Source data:
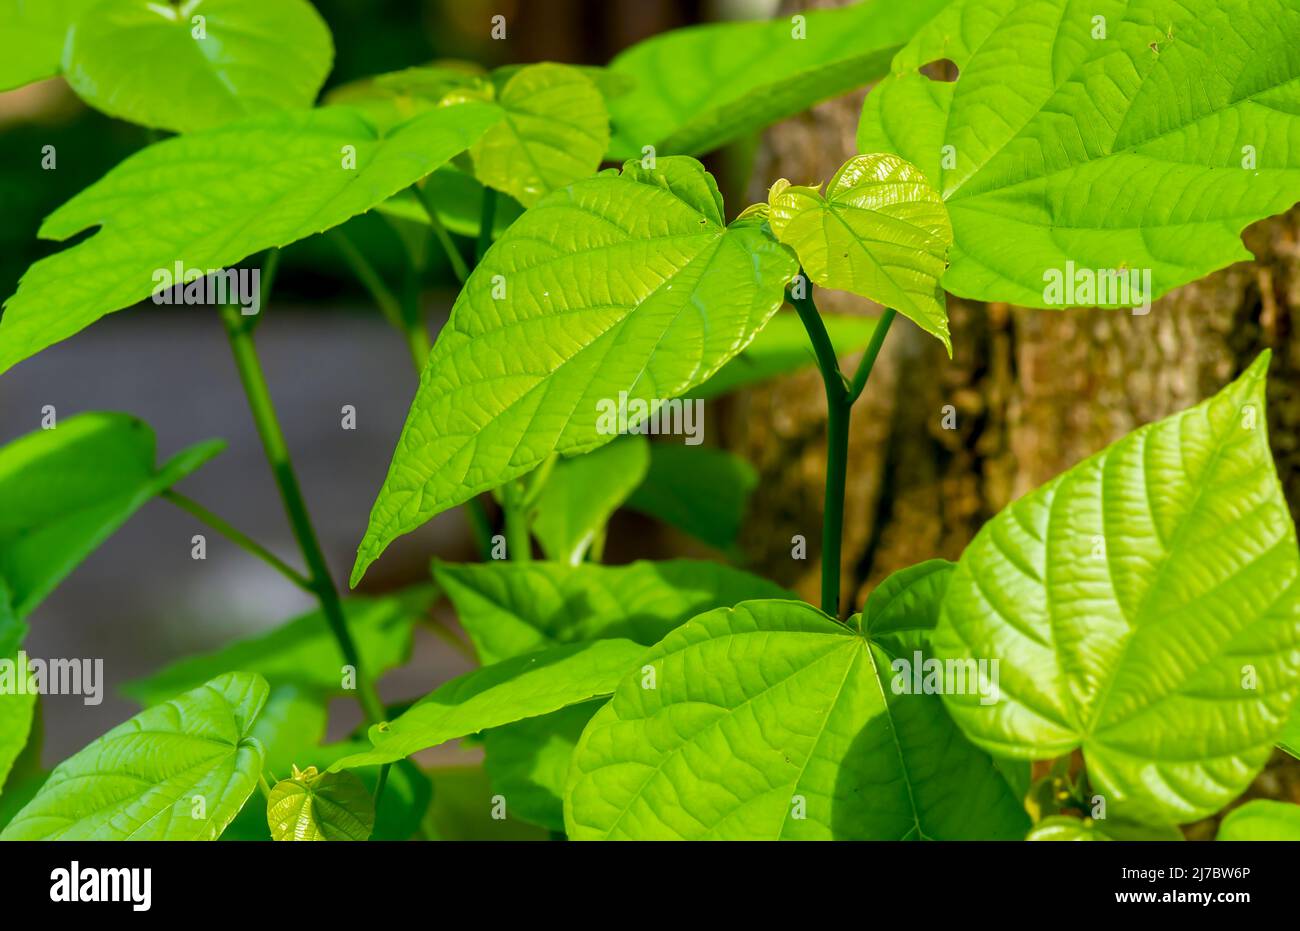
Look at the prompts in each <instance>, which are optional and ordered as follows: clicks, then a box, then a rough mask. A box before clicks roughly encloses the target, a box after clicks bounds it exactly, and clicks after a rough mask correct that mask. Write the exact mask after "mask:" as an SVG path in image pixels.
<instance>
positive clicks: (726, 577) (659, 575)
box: [433, 559, 793, 663]
mask: <svg viewBox="0 0 1300 931" xmlns="http://www.w3.org/2000/svg"><path fill="white" fill-rule="evenodd" d="M433 573H434V577H435V579H437V580H438V585H439V586H441V588H442V590H445V592H446V593H447V597H448V598H450V599H451V603H452V605H455V607H456V615H458V618H459V620H460V625H461V627H464V628H465V632H467V633H468V635H469V638H471V640H472V641H473V644H474V650H477V653H478V659H480V661H481V662H484V663H495V662H499V661H502V659H507V658H510V657H517V655H520V654H523V653H532V651H533V650H541V649H543V648H547V646H558V645H559V644H573V642H581V641H586V640H603V638H607V637H620V638H625V640H633V641H636V642H638V644H643V645H646V646H650V645H653V644H656V642H658V641H659V640H662V638H663V637H664V635H667V633H668V632H669V631H671V629H673V628H675V627H677V625H680V624H684V623H685V622H688V620H690V619H692V618H694V616H695V615H697V614H703V612H705V611H710V610H712V609H715V607H731V606H732V605H738V603H740V602H742V601H749V599H751V598H792V597H793V596H792V594H790V593H789V592H787V590H785V589H783V588H781V586H780V585H777V584H775V583H770V581H767V580H766V579H759V577H758V576H754V575H750V573H749V572H742V571H741V570H733V568H731V567H729V566H722V564H719V563H706V562H697V560H693V559H669V560H664V562H645V560H642V562H636V563H630V564H628V566H595V564H593V563H582V564H581V566H563V564H560V563H463V564H456V563H442V562H435V563H434V567H433Z"/></svg>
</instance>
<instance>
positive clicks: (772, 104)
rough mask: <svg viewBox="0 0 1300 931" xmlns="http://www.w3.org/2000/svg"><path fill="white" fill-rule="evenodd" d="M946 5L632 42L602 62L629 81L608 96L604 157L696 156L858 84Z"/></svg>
mask: <svg viewBox="0 0 1300 931" xmlns="http://www.w3.org/2000/svg"><path fill="white" fill-rule="evenodd" d="M946 3H948V0H909V1H907V3H897V0H866V3H859V4H855V5H852V7H846V8H844V9H833V10H811V12H809V13H801V14H800V17H801V18H802V21H803V22H802V23H800V22H798V21H796V20H794V18H790V17H785V18H777V20H771V21H767V22H729V23H714V25H707V26H693V27H690V29H681V30H675V31H671V33H664V34H662V35H656V36H654V38H651V39H647V40H646V42H642V43H640V44H637V46H633V47H632V48H629V49H628V51H625V52H623V53H621V55H619V56H617V57H616V59H615V60H614V61H612V62H611V65H610V69H611V72H614V74H616V75H627V77H629V78H633V79H634V82H636V83H634V85H633V86H632V88H630V90H629V92H627V94H624V95H620V96H614V98H611V100H610V112H611V114H612V117H614V122H615V129H616V137H615V140H614V147H612V157H616V159H628V157H633V156H636V157H640V156H641V153H642V148H643V147H645V146H655V147H656V148H658V151H659V153H660V155H701V153H703V152H708V151H710V150H714V148H718V147H719V146H722V144H723V143H727V142H731V140H732V139H736V138H738V137H741V135H744V134H745V133H753V131H755V130H759V129H762V127H764V126H767V125H768V124H774V122H777V121H779V120H784V118H785V117H788V116H793V114H794V113H798V112H801V111H805V109H807V108H809V107H810V105H813V104H815V103H818V101H819V100H826V99H828V98H833V96H836V95H839V94H845V92H848V91H850V90H853V88H855V87H865V86H866V85H868V83H871V82H872V81H876V79H878V78H880V77H883V75H884V74H885V73H887V72H888V68H889V60H891V57H892V56H893V55H894V52H897V51H898V48H900V47H901V46H902V44H904V43H906V42H907V40H909V39H910V38H911V36H913V34H914V33H915V31H917V29H918V27H919V26H920V25H922V23H924V22H926V21H928V20H930V18H931V17H932V16H933V14H935V13H937V12H939V10H940V9H943V8H944V7H945V5H946ZM801 27H802V31H801ZM801 35H802V38H800V36H801Z"/></svg>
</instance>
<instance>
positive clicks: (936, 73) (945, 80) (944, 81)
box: [918, 59, 959, 85]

## What you have to do
In the data above, copy every line where the string "clicks" appears.

## Response area
Look at the prompts in each <instance>, which are optional and ordered as follows: clicks, then a box, then a rough mask. A box before clicks roughly encloses the target, a box after clicks bounds it exactly, and clicks after a rough mask correct that mask. Write the exact mask after "mask:" as an SVG path in image pixels.
positive clicks: (726, 577) (659, 575)
positive clicks: (772, 104)
positive clicks: (936, 73) (945, 80) (944, 81)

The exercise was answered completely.